» WHAT YOU SHOULD DO
Each record is to be copied exactly, with its pictures left behind.
*** DATA EXTRACT ***
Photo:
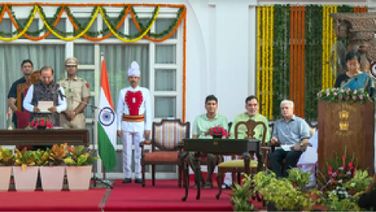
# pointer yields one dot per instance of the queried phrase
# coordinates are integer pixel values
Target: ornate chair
(165, 146)
(237, 165)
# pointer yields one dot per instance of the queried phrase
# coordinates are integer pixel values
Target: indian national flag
(106, 123)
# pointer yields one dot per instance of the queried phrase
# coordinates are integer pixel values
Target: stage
(165, 196)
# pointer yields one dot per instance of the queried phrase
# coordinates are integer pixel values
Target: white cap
(134, 70)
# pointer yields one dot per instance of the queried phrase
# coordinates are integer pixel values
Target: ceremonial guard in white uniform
(134, 122)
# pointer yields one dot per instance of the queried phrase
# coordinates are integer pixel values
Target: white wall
(220, 49)
(220, 54)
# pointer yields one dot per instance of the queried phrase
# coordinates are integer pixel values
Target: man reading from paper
(46, 99)
(290, 134)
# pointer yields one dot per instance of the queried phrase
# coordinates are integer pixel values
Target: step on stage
(165, 196)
*** End of DATA EXTRACT ***
» OUTPUT OF THE EXERCISE
Photo:
# pointer yields one dot per instance of the queried phrase
# coordinates are integer pixel values
Target: ornate chair
(165, 146)
(237, 165)
# pointer yields one dot per instance of the queried phrase
# coordinates are integer pixel values
Target: indian national flag
(106, 123)
# pointer yields one dot per instance of the queried phrase
# coordinates are integer pixel values
Target: stage
(165, 196)
# pointer yields one dot per instance of the queried phrase
# coordinates are integer pixel values
Target: white cap
(134, 70)
# pointer yields one dot per instance of the queried phrase
# coordinates are integer pixel values
Target: ceremonial guard in white uniform
(134, 122)
# pointer yields one dot per instance of the queried phrase
# coordinates are integer pixel values
Target: white wall
(220, 49)
(220, 54)
# pointer yields one dot per instance of the queried phrase
# coordinates are integer pixel values
Target: man reading from paper
(46, 99)
(290, 134)
# pointer yields one dot per instance of the queried phrase
# coordinates are integer pixel values
Target: step on stage
(165, 196)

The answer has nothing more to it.